Written task => Copy out every line of the data below, requests included, and scale each coordinate in the answers by 1.6. Round to whole numbers, with halves rounded up.
● ● ● ● ● ● ●
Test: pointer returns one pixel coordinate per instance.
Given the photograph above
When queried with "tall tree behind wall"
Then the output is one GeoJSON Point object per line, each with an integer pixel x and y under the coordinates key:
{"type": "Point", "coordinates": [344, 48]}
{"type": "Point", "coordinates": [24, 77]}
● ● ● ● ● ● ●
Final result =>
Test: pointer returns one pixel coordinate per instance.
Given the photograph above
When queried with "tall tree behind wall"
Then the output is one GeoJSON Point object per line, each with an integer pixel x and y under the coordinates key:
{"type": "Point", "coordinates": [550, 77]}
{"type": "Point", "coordinates": [38, 123]}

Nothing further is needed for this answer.